__Brief__
From the data underneath, reproduce exactly the stretch that begins at the line with "point like [161,237]." and ends after the line with "point like [181,451].".

Point localization data:
↓↓↓

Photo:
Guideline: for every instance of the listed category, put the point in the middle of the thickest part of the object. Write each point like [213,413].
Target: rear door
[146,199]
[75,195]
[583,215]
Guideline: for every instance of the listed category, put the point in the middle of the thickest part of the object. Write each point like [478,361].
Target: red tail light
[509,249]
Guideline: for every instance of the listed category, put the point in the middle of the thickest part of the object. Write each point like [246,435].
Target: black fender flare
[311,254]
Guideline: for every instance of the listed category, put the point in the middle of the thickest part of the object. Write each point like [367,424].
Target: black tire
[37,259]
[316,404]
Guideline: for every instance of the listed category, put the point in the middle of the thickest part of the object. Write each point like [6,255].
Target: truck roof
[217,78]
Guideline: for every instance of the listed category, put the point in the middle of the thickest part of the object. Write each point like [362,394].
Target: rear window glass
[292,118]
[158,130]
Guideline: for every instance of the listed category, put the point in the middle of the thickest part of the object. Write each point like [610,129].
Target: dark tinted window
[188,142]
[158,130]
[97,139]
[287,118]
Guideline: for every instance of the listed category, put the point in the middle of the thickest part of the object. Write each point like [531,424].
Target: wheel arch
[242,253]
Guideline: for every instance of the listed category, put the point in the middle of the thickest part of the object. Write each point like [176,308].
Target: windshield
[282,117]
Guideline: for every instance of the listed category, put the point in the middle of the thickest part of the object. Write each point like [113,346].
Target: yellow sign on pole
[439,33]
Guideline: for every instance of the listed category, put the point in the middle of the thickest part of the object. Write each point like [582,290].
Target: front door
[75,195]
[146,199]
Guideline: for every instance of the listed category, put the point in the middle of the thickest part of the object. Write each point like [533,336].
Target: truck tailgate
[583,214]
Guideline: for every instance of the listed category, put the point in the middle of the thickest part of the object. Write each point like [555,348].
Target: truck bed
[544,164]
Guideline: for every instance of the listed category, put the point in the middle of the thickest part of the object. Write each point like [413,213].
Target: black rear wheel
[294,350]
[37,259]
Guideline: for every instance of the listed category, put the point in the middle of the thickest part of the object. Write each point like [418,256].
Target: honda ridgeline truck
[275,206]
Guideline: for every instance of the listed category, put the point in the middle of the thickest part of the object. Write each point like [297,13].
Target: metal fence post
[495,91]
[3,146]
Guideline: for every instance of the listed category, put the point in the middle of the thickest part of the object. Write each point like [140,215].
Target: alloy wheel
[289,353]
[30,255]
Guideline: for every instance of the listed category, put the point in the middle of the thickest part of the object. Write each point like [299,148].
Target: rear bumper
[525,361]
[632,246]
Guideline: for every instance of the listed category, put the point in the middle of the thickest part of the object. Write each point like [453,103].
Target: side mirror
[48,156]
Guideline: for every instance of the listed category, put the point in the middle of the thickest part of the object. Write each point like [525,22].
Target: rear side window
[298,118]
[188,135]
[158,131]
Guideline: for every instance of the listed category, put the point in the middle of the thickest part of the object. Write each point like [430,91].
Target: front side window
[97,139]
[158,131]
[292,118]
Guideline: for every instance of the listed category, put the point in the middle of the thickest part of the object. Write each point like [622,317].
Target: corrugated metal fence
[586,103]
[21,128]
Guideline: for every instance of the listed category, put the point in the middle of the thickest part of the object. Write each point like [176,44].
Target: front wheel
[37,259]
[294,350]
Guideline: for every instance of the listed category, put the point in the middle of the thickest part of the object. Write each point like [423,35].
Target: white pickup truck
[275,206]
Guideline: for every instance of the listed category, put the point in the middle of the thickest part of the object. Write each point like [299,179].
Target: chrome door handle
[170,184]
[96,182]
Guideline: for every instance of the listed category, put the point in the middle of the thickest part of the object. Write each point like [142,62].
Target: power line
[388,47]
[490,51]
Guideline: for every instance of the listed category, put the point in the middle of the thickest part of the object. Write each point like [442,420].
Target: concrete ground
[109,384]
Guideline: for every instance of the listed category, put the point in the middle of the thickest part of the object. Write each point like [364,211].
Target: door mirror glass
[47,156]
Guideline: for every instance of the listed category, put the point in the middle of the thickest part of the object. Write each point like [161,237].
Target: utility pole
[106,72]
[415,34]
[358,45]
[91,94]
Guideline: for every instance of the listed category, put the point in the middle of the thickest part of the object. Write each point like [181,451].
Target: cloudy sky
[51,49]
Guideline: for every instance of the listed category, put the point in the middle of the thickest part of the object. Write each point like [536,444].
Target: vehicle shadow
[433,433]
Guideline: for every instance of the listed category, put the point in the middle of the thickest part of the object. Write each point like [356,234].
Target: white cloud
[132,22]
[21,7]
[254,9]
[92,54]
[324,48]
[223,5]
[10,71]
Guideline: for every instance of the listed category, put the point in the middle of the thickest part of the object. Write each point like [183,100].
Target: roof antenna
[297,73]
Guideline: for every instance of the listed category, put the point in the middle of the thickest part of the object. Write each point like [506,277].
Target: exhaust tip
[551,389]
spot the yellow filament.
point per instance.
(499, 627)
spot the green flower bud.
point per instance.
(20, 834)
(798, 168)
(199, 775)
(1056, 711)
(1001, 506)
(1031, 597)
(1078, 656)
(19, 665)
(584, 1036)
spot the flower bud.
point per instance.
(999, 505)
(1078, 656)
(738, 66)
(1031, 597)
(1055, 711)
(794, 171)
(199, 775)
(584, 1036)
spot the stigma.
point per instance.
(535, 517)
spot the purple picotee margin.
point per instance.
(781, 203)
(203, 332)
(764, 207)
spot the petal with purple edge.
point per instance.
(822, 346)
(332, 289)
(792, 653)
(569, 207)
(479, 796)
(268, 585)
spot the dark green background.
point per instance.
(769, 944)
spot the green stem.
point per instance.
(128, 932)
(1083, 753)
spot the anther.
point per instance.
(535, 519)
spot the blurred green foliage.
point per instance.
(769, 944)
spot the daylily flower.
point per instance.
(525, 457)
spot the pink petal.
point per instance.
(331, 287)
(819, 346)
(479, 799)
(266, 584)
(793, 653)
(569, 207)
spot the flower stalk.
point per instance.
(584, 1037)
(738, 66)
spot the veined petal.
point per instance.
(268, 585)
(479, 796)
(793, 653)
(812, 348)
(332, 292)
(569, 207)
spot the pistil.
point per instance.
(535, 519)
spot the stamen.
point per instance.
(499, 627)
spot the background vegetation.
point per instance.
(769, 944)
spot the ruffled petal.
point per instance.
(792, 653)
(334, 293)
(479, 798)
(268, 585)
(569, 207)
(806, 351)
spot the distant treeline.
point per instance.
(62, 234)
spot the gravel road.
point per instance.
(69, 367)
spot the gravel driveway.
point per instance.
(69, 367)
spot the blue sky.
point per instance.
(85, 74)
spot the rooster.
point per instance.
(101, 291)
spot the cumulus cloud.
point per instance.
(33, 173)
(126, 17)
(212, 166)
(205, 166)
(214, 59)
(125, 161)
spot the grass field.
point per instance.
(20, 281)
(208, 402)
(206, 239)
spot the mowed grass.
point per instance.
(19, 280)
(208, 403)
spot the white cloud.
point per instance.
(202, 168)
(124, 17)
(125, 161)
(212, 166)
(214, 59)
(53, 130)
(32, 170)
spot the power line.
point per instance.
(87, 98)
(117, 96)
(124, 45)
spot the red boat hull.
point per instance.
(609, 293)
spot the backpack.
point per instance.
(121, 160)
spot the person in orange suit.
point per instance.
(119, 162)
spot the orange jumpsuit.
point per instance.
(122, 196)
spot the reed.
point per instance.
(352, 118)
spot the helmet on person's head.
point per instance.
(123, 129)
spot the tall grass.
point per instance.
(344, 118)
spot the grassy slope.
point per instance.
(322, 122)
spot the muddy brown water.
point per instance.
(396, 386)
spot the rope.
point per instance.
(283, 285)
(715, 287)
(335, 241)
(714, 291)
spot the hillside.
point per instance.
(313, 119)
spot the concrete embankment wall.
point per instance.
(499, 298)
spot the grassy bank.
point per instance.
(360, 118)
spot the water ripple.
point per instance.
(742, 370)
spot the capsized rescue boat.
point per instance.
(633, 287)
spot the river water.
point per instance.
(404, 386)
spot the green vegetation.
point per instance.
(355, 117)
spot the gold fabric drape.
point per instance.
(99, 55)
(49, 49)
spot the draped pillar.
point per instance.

↑↑↑

__Exercise answer__
Guideline: for every instance of the listed category, put the point in the middle of the thickest part of the object. Write each point like [161,237].
Target: utility pole
[106,72]
[415,34]
[358,45]
[91,94]
Guideline: for every instance of the listed category, put the point in the middle of the thickest part of the object. Write each point like [181,451].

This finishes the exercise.